EXERCISE. In the records below, locate the line containing "jersey as a single dot per instance.", then output that line and all later lines exactly, through the last one.

(Entries from a point annotation set)
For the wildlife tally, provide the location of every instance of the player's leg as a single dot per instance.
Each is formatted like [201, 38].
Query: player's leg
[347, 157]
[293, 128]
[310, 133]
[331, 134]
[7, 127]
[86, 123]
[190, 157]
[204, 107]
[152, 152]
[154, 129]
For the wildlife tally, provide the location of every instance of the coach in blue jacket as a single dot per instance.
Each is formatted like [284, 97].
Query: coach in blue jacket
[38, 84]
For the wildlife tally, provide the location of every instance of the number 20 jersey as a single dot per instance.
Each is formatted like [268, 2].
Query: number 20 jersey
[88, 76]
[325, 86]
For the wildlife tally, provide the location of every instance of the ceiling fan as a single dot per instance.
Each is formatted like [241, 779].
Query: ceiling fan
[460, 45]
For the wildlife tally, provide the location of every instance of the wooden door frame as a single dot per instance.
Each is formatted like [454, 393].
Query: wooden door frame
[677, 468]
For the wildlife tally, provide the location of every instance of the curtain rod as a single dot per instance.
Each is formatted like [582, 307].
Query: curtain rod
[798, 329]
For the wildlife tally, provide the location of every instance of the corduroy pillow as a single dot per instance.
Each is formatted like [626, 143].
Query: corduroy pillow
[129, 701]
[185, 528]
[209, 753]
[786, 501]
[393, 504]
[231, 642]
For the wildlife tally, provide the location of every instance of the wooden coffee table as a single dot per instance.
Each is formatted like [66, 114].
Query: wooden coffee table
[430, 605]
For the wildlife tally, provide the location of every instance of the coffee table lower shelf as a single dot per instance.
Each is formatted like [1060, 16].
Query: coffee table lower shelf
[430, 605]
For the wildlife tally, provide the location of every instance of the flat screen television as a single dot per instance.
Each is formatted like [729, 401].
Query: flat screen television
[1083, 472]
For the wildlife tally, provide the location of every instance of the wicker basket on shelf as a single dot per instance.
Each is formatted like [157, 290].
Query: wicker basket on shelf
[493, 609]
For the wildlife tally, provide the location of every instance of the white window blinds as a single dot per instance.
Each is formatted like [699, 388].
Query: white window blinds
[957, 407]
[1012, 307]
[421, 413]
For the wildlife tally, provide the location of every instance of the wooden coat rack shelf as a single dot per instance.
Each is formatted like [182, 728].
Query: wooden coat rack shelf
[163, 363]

REPLY TO THE EXERCISE.
For the wildlife tally, provide the location of every instance of the number 20 jersey as a single dot per instance.
Each is formatted like [268, 2].
Query: number 20 jersey
[88, 76]
[325, 86]
For the wildlife tally, provide the location of every instance of the ceiling fan as a single dot per instance.
Each is formatted like [241, 779].
Query: ceiling fan
[460, 45]
For the wildlife tally, provide the location of every instance of the wooden door frame as a single dot per instance.
Each is formatted like [454, 393].
Query: wooden door frame
[677, 468]
For the wildlife tally, provide the location of every instance of the curtain rod as a single dot per instance.
Each is formatted like [582, 307].
Query: curtain rod
[798, 329]
For the wildlife tally, provide the location of every instance of the corduroy pillow as a single dot per instance.
Each is formatted like [626, 143].
Query: corduroy pillow
[129, 701]
[185, 528]
[209, 753]
[786, 501]
[393, 504]
[231, 642]
For the wildlife tally, provide the location of every instance of the wooden coffee table as a single dot per instance.
Each is formatted like [66, 114].
Query: wooden coffee table
[430, 605]
For the wildlife tally, provide the location of every instance of the coffee table lower shelf as a single dot per instance.
Each is formatted like [1060, 16].
Query: coffee table lower shelf
[430, 605]
For the wildlife tally, provide the location of every instance of the flat screen television as a single dot per instance.
Each is formatted like [729, 401].
Query: flat screen television
[1083, 472]
For the wildlife tally, provide the location of every instance of the wicker basket on shelf as a single dot per instance.
Each is formatted like [157, 290].
Query: wicker basket on shelf
[493, 609]
For the wildlife tally, provide the location of every instance of the white window blinds as a single dot per instance.
Each is formatted like [699, 388].
Query: white window blinds
[957, 407]
[1012, 307]
[421, 413]
For the wildlife tally, provide the location of every instance of the wooden coat rack shelf as a single dot per instance.
Each is formatted like [182, 728].
Query: wooden coat rack shelf
[163, 363]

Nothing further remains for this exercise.